» **EXERCISE GOAL**
Write out all of the material below again word for word, leaving out any pictures.

(Object pointing dataset rows)
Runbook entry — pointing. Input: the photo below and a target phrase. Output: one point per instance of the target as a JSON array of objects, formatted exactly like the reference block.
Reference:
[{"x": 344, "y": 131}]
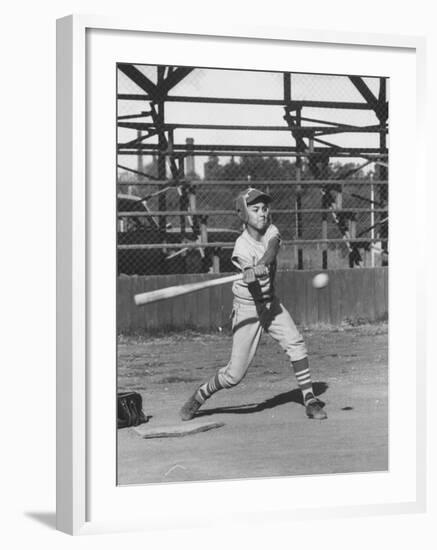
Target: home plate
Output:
[{"x": 176, "y": 430}]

» **THE ANSWER**
Runbook entry — pointing. Input: the photo below and a target phrase. Output: one point per instance of the target as a JSON array of objects, formatted exactly like the reference block.
Reference:
[{"x": 344, "y": 131}]
Target: home plate
Output:
[{"x": 176, "y": 430}]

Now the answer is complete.